What you need to do
Every line of the material below should be repeated exactly.

Given data
------------------------------------------------------------------------

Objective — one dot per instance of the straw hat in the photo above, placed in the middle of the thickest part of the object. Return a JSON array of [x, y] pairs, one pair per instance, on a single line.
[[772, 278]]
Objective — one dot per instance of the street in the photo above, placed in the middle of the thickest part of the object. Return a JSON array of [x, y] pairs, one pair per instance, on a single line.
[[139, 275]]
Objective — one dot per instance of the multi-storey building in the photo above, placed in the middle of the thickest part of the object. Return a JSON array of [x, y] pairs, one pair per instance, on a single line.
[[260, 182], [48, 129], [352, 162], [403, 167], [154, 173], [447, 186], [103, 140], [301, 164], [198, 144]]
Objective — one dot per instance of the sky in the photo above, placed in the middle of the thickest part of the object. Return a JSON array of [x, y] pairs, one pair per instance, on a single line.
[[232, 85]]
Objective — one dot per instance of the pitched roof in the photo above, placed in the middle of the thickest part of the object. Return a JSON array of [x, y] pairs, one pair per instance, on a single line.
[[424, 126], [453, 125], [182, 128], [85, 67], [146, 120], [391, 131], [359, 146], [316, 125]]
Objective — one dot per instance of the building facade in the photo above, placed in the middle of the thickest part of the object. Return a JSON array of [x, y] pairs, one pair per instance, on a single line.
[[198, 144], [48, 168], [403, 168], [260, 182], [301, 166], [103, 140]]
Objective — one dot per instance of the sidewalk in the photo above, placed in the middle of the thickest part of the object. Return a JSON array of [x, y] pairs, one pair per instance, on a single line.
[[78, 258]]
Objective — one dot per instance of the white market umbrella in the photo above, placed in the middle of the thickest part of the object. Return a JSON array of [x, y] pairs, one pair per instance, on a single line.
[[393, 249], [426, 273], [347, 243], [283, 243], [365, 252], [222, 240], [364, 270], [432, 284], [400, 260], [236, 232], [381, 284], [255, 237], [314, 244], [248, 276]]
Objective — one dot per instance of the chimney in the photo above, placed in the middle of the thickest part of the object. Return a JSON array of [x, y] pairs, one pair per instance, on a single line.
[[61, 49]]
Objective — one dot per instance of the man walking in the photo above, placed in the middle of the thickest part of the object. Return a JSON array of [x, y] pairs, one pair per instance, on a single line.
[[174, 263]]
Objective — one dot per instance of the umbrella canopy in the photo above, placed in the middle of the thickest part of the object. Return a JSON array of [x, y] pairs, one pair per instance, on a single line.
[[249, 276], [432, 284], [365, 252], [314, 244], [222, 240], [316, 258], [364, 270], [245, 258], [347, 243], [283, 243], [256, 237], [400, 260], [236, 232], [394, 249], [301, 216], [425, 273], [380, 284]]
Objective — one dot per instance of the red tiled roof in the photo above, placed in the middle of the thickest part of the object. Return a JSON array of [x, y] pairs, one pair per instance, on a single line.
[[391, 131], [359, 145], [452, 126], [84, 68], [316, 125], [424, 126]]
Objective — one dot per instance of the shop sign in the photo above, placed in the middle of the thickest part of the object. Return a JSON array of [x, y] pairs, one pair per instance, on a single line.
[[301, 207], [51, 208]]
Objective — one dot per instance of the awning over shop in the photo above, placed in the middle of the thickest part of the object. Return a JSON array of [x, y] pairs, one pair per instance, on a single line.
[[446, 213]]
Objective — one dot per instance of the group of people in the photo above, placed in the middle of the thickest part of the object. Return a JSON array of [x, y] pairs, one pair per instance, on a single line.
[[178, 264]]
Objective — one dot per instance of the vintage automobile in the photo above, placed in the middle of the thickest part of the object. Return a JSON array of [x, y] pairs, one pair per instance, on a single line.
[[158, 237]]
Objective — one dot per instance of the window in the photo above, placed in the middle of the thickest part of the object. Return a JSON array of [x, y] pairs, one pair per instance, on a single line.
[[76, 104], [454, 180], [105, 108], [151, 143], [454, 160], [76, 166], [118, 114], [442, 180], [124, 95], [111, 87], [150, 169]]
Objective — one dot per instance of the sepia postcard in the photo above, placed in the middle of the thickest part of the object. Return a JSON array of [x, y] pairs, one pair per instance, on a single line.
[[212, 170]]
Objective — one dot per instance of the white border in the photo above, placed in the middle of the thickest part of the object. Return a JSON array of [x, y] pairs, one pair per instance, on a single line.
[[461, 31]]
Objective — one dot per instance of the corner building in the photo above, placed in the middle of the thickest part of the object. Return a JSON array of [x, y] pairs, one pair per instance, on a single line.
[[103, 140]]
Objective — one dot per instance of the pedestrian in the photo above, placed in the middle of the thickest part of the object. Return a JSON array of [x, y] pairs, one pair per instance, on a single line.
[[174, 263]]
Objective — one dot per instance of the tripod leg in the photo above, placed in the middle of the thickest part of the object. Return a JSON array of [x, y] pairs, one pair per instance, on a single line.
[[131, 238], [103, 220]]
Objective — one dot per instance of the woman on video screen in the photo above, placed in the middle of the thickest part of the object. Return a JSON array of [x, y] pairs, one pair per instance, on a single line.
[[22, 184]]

------------------------------------------------------------------------

Answer to this task
Objective — one dot per instance of the straw hat in the photo above, placed in the middle of the thickest part of the object. Return a JSON array of [x, y] pairs, one pair per instance, on a single line.
[[772, 278]]
Objective — one dot per instance of the street in the photo above, placed in the middle of the thickest part of the object. Return a JSON array of [x, y] pairs, one pair per instance, on a single line.
[[139, 275]]
Objective — one dot per instance of the multi-storey building in the photo above, placed in the middle of the thickest part of the object. Return a JSON array of [x, y] pairs, one pair per instance, on a single line.
[[260, 182], [48, 129], [352, 162], [403, 167], [154, 173], [447, 186], [103, 140], [301, 164], [198, 144]]
Objective — one dot per instance of the sky in the photo above, placed in the middle of the thickest part of the object. Return a JSON array of [x, y] pairs, one pair per instance, on a single line.
[[232, 85]]
Objective — one dot per instance of the pitched roof in the photo above, placed in the middle of the thickest part of the object. Return a JSON array of [x, y] pairs, one pair per instance, on a single line.
[[424, 126], [453, 125], [182, 128], [85, 67], [146, 120], [391, 131], [359, 146], [316, 125]]
Objective — one dot per instance of the building facade in the photo above, placed in the middle of the thickest part of the object. Return a JSON array of [x, y] pairs, one pair per instance, on a single line.
[[198, 144], [48, 168], [403, 168], [260, 182], [301, 166], [103, 140]]
Objective — one dot per instance of the sidewalk in the photo above, placed in the middle of the thickest part of the object. Return a JSON array of [x, y] pairs, one pair per instance, on a single line.
[[78, 258]]
Objective — one dot per instance of the white market umbrella in the photo above, placed in the middle of the thickest part of the object. Return a JSON array of [x, y] pairs, one pair per instance, on a single line.
[[393, 249], [426, 273], [347, 243], [283, 243], [365, 252], [222, 240], [364, 270], [432, 284], [400, 260], [236, 232], [381, 284], [255, 237], [314, 244], [248, 276]]
Objective — one dot per instance of the chimney in the photo above, placed in the middle of the thickest part of the object. Return a JSON array of [x, y] pairs, one pair per instance, on a single line.
[[61, 49]]
Objective — one dot per instance of the man walking in the photo above, placed in the middle of the thickest part of the object. Return a JSON array of [x, y] pairs, one pair per instance, on a single line.
[[174, 263]]
Objective — one dot per instance of the umbrella canopy in the photo above, placed in the middle of the thickest part of the object. Return a JSON array of [x, y] pairs, one pair per instance, on a single line.
[[249, 276], [432, 284], [365, 252], [314, 244], [222, 240], [316, 258], [364, 270], [245, 258], [347, 243], [283, 243], [256, 237], [400, 260], [236, 232], [394, 249], [301, 216], [425, 273], [380, 284]]
Objective — one dot per instance of the red tiled roof in the photo above, placed in the middle of the thickest part of the object. Return a JSON array of [x, y] pairs, one pair per instance, on a single line.
[[391, 131], [359, 145], [452, 126], [84, 68], [316, 125], [424, 126]]
Objective — one dot per instance of the shop sign in the photo above, placed in the middle of the thickest part of the object. Return a JSON array of [x, y] pairs, one pair per instance, on a single line.
[[301, 207], [51, 208]]
Objective — one dot per instance of the awning over shop in the photo above, placed in the middle of the thickest part of the object. Return a JSON array of [x, y] pairs, one pair per instance, on a single line.
[[446, 213]]
Objective — one dot per instance of the group of people in the photo above, placed in the middle of the thickest part of the object. Return a JSON array of [x, y] pairs, one pair per instance, on a single line.
[[178, 264]]
Objective — one dot per instance of the vintage automobile in the photo above, placed in the middle of the thickest part of the object. Return a JSON array of [x, y] pairs, one pair per instance, on a single line.
[[158, 237]]
Objective — one dot per instance of the window in the photo above, placed in the middle of the thickest part of the object. Return a JSON array of [x, y] pairs, one pair per instance, on a single line.
[[76, 104], [454, 180], [105, 108], [151, 143], [454, 160], [76, 166], [118, 114], [442, 180], [124, 95], [111, 87], [150, 169]]
Objective — one dot per instance of the sepia postcard in the photo above, placed in the middle of the thickest part of the object. Return a JSON array of [x, y] pairs, one pair per instance, on a single line.
[[212, 170]]
Objective — one dot per instance of the white border in the photo above, placed in the middle of the thickest part of the object. Return a JSON array of [x, y] pairs, one pair per instance, on a single line.
[[461, 31]]
Objective — one dot per instance of the corner building in the photo above, placed in the middle of the thickest part of the object. Return a JSON array of [x, y] pairs, one pair per instance, on a single line.
[[103, 140]]
Objective — one dot per instance of the pedestrian in the photo above, placed in the middle of the thickest part of the object. Return a JSON array of [x, y] pairs, one pair per instance, on a single line.
[[174, 263]]
Objective — one dot per instance of the tripod leg in the photo above, placed in the middle of the thickest part of the object. Return a JSON array of [x, y] pairs, one pair per instance, on a single line.
[[131, 238], [103, 220]]
Objective — one dot per instance of the woman on video screen in the photo above, placed in the middle of the thickest part of the object. Return a JSON array of [x, y] pairs, one pair per instance, on a single line.
[[22, 184]]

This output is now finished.